=== Source extract ===
By Stefanie Chen
It’s late, and you’re tired and craving something sweet. As you walk through the bustling dining hall, you spot the long, winding line for Cornell Dairy’s famous ice cream, with students clamoring around elusive double chocolate chip cookies and waffle machines being flipped and overworked. While the thought of an ice cream-topped waffle certainly allures you, it’s not what you’re looking for today.
Today, the epitome of a sweet treat appears in front of you as cool, refreshing honeydew. Its delectable image has never been clearer as you make a beeline toward stands stacked with ever-unchanging melons. Luckily, melon is exactly what you’re feeling today, but you know that tomorrow’s craving for fresh strawberries and the day after’s taste for grapes are nothing more than a pipe dream.
While Cornell Dining provides a fair variety of fruit for students to choose and enjoy, it’s clear which ones run the show.
Cantaloupe and honeydew are the A-listers, making regular appearances at the cold fruit bar and being undeniably present in every episode this season. Despite melon season hitting its peak in the summer, Cornell Dining somehow finds a way to keep its main characters running even during the tumultuous winter weather. As the main stars of the fruit bar, cantaloupe and honeydew arrive cut into easily consumed slices, though the quality of the cut differs drastically from one dining hall to another. Of the North Campus dining halls, North Star Dining offers the best slices, being adequate both in terms of ripeness and thickness. On the other hand, the melon at Morrison Dining finds itself in a state that could only be described as ‘scrap-like’. Pieces differ wildly, with some being paper-thin and others cut as irregularly shaped chunks. Thankfully, freshness isn’t an issue with the melon, with most having an almost suspicious sweetness regardless of slicing quality.
===
> [What you should do] Copy the dining hall fruit essay word for word from "Today, the epitome" to "run the show.". The material comes from a different source than the dining hall fruit essay.
=== Stored data ===
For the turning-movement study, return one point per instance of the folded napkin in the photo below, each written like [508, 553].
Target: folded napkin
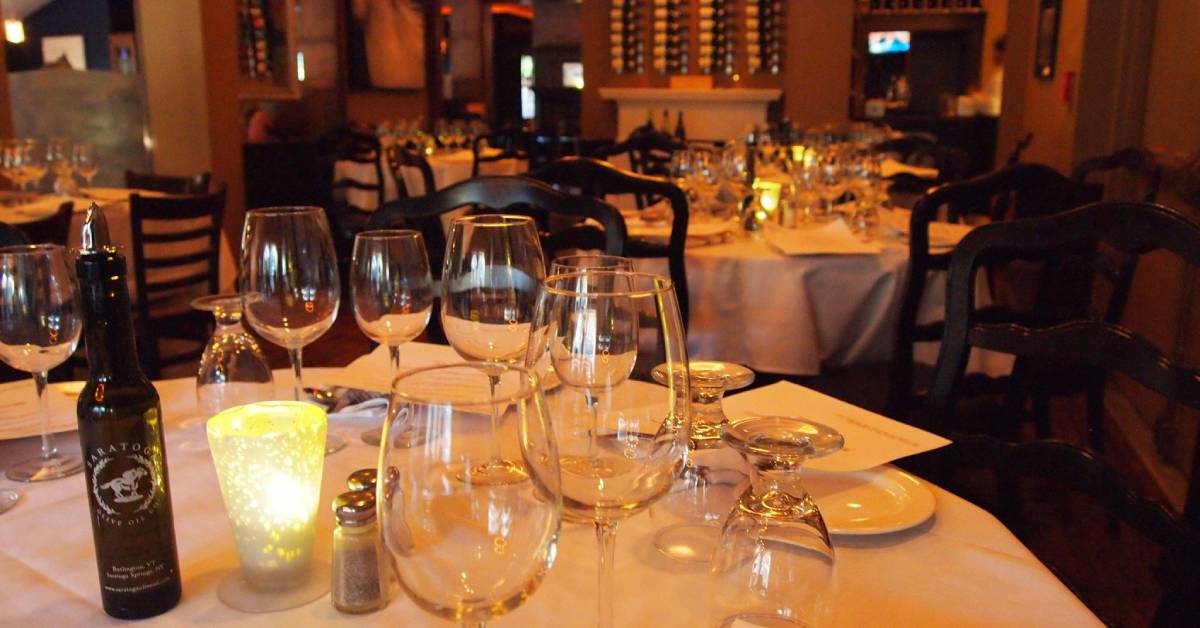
===
> [Complete response]
Today, the epitome of a sweet treat appears in front of you as cool, refreshing honeydew. Its delectable image has never been clearer as you make a beeline toward stands stacked with ever-unchanging melons. Luckily, melon is exactly what you’re feeling today, but you know that tomorrow’s craving for fresh strawberries and the day after’s taste for grapes are nothing more than a pipe dream.
While Cornell Dining provides a fair variety of fruit for students to choose and enjoy, it’s clear which ones run the show.